▶ **Text to read**
-------

Advantages of Water-Repellent Preservatives
Retard decay in above-ground applications
Decrease raised grain, checking, warping, and splitting
Inhibit mildew growth on both painted and unpainted wood
Retard iron stain
Stop extractive bleed
Improve paint adhesion
A Water Repellent Preservative (WRP) is an effective finish for a fully exposed
deck. Although the deck will need to be refinished frequently, there is no need
for laborious surface preparation, as is required by film-forming finishes.
Annual refinishing can be done quickly using a brush, roller, or pad. Brush
application works the finish into the wood better than do the other methods.
The finish should be applied liberally to decay-prone areas around fasteners
Pretreatments for Painted Wood
New Wood--Water repellent and WRP formulations for use as pretreatments
for paint have less wax or other water repellents compared with those
formulated for use without paint. When used as a pretreatment before
painting, a WRP can be applied in the same way as when used as a natural
finish. Freshly treated wood must be allowed to dry. If the treatment is applied
with a brush, allow 2 days of drying in warm weather before painting. If the
wood is dipped for 10 or more seconds, 1 week of drying is necessary before
painting. If enough time is not allowed for most of the solvent to dry from the
wood and for the wax to absorb, the paint applied over the treated wood may
not cure or bond properly. Open joints, such as in siding, miliwork, and facia,
should be caulked after treating with a WR or WRP but before priming.
Refinishing--When applying a WR or WRP to previously painted wood, loose
paint must be removed; the WR or WRP should be brushed into the joints and
unpainted areas. Remove excess WRP from the painted surfaces with a rag.
Allow 3 days of drying in warm weather before repainting.
Removal of Mold and Mildew
If mildew is present, pretreat the wood with a commercial cleaner or a chlorine
bleach-water solution. Allow the wood to dry for 1 or 2 days before refinishing.
Removal of Mildew
Commercially available wood cleaners work quite effectively to remove mildew
and other stains on wood. A mildew cleaner can also be made by dissolving 1
part liquid bleach and some powdered detergent in 2 to 4 parts water.
1/3 cup household detergent
1 quart (5%) sodium hypochlorite (household bleach)
3 quarts warm water
[Note: 1 cup =0.2 liter; 1 quart =0.9 liter]
CAUTION: Do not use a detergent that contains ammonia; ammonia reacts
with bleach to form a poisonous gas. Many liquid detergents may contain other
additives that react with chlorine- containing bleach.
The service life of WRs and WRPs is about 1 year on exposed wood surfaces.
However, WRPs are extremely easy to reapply to some structures, such as
decks. Water repellents and WRPs absorb readily into the end-grain of lumber
and can stop water absorption for many years.

-------

▶ **Short exercise 1**
Rewrite the records from the line with "of the transparent" through the end of the records, changing "frame" to "image" and keeping everything else the same.
The records have no connection to the text about water-repellent preservatives.

-------

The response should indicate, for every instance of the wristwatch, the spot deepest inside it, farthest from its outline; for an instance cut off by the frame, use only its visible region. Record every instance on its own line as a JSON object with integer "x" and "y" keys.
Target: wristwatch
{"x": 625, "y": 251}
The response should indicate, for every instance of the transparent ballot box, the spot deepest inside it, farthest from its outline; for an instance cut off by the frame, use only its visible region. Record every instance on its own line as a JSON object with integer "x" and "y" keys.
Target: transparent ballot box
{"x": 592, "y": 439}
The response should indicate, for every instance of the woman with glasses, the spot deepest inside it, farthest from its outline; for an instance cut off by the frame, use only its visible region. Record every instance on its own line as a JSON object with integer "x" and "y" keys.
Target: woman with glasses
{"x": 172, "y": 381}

-------

▶ **Short exercise 2**
Using the text on water-repellent preservatives, answer these:
(a) How long should brush-treated wood dry in warm weather before painting?
(b) What must a detergent used with bleach not contain?
(c) What is the service life of WRs and WRPs on exposed wood surfaces?

▶ **Task response 1**
The response should indicate, for every instance of the transparent ballot box, the spot deepest inside it, farthest from its outline; for an instance cut off by the image, use only its visible region. Record every instance on its own line as a JSON object with integer "x" and "y" keys.
Target: transparent ballot box
{"x": 592, "y": 439}
The response should indicate, for every instance of the woman with glasses, the spot deepest inside it, farthest from its outline; for an instance cut off by the image, use only its visible region. Record every instance on its own line as a JSON object with integer "x" and "y" keys.
Target: woman with glasses
{"x": 172, "y": 381}

▶ **Task response 2**
(a) 2 days.
(b) Ammonia.
(c) About 1 year.